- **TASK DETAILS**
Return every record below exactly as given.

- **THE RECORDS**
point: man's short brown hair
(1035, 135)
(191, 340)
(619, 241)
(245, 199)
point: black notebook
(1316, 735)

- **TASK SOLUTION**
point: man's short brown hair
(1035, 135)
(191, 340)
(619, 241)
(245, 199)
point: black notebook
(1316, 735)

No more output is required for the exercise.